What to work on: How many rows below contain the word "perched"? Reply with the number alone.

+++ The records

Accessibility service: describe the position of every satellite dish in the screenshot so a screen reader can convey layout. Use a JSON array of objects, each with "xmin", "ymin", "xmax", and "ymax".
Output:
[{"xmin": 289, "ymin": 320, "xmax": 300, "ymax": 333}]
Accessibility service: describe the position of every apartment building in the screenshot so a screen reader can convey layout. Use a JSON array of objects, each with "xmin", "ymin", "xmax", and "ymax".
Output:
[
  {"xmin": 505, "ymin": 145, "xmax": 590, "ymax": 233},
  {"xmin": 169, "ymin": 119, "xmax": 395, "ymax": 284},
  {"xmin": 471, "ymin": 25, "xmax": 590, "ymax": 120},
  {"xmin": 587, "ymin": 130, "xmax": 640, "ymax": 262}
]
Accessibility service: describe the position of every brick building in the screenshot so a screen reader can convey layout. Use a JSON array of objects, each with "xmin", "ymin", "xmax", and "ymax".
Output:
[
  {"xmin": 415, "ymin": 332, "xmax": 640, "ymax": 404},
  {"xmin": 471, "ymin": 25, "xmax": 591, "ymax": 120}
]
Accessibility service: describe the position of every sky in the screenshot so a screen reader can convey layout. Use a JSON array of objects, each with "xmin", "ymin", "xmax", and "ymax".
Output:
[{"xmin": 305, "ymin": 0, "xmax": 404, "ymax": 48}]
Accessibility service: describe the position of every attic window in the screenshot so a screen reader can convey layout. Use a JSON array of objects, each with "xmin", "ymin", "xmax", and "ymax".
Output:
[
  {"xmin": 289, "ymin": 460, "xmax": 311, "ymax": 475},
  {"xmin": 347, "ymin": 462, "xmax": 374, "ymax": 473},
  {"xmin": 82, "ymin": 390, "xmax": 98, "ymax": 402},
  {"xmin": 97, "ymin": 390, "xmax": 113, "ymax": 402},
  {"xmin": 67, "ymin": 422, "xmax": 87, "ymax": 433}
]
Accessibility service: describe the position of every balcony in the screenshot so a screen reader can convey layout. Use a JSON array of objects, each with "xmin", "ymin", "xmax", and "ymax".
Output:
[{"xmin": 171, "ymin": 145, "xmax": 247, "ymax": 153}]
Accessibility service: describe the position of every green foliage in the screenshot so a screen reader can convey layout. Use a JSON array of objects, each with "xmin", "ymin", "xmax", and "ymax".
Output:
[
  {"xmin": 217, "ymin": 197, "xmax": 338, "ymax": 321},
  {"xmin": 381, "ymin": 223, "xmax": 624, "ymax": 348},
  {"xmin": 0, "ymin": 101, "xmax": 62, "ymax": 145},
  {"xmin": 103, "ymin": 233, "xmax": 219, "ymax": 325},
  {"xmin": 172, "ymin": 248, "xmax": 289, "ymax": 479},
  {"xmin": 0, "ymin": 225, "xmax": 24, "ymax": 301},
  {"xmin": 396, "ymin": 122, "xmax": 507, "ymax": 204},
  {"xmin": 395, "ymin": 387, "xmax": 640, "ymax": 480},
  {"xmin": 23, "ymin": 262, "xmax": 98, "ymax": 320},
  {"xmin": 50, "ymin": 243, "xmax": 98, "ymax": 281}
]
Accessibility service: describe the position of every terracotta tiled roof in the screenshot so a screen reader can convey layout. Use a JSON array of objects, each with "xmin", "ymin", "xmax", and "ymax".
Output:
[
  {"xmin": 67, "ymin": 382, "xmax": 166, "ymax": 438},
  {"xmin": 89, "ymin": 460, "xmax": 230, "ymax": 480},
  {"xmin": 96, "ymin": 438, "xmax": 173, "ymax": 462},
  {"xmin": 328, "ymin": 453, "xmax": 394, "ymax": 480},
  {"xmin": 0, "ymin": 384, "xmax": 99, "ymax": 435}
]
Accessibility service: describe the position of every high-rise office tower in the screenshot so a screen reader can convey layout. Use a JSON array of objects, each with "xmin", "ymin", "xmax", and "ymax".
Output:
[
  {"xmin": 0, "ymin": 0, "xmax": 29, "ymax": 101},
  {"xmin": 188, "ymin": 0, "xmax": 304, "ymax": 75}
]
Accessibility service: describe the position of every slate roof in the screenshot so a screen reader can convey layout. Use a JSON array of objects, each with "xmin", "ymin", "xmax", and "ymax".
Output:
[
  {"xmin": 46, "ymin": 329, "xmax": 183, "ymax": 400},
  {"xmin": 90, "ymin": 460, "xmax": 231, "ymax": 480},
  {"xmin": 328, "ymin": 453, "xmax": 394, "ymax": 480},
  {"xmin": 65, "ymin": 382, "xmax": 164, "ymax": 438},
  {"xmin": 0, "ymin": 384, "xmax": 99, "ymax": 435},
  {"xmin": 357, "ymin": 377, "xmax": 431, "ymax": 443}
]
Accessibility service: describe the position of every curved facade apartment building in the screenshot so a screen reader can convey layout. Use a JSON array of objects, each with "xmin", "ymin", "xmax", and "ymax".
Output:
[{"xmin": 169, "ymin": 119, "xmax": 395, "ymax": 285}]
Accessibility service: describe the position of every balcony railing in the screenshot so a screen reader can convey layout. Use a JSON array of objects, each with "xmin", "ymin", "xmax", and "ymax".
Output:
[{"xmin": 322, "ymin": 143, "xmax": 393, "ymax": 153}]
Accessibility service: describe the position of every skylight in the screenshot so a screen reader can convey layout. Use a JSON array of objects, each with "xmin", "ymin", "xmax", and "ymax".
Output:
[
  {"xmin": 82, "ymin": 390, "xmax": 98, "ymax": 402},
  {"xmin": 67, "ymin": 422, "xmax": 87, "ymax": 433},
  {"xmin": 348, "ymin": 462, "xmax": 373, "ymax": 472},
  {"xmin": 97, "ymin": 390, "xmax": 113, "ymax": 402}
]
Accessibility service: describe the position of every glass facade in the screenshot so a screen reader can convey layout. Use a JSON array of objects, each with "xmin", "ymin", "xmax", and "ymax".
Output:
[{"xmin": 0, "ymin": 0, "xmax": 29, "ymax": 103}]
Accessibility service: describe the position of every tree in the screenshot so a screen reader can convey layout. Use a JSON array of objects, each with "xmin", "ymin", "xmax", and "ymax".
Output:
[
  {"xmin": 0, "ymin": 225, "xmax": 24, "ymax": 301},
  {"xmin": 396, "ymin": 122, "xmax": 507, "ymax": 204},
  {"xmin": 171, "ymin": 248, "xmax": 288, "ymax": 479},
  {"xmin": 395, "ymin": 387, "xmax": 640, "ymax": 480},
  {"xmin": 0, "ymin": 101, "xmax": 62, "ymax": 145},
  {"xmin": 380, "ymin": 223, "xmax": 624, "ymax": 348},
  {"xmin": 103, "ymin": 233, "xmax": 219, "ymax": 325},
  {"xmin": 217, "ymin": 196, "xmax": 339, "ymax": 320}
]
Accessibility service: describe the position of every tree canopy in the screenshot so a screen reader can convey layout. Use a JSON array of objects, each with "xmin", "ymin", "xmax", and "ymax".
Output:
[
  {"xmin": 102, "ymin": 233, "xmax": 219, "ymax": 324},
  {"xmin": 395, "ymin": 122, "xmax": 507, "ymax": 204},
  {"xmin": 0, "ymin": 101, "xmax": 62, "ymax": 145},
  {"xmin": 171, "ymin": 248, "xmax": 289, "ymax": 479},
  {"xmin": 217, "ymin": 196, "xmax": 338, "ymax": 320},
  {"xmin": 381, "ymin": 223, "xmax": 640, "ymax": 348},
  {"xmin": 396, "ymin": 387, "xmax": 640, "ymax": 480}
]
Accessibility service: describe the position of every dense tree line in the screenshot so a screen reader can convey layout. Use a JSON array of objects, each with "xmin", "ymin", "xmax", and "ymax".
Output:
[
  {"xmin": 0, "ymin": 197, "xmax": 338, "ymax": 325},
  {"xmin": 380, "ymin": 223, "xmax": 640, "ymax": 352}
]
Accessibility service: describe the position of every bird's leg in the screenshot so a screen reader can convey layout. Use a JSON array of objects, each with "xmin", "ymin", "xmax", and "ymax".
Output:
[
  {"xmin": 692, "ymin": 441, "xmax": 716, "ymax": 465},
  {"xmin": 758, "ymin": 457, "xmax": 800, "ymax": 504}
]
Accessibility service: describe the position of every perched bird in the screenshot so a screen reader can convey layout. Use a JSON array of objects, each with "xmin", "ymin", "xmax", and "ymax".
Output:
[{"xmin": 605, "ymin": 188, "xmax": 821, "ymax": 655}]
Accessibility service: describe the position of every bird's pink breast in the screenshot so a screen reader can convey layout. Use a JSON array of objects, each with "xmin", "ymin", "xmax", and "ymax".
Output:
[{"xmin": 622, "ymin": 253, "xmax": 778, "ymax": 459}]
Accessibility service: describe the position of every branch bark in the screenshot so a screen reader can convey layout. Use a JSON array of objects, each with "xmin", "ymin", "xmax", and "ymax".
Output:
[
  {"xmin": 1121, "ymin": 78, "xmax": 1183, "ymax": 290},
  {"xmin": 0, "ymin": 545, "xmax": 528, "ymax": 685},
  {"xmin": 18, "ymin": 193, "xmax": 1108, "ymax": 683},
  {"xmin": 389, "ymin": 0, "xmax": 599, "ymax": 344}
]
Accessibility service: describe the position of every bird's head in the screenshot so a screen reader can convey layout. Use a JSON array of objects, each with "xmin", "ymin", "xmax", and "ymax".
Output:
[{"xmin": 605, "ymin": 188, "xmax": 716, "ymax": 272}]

++++++

Output: 1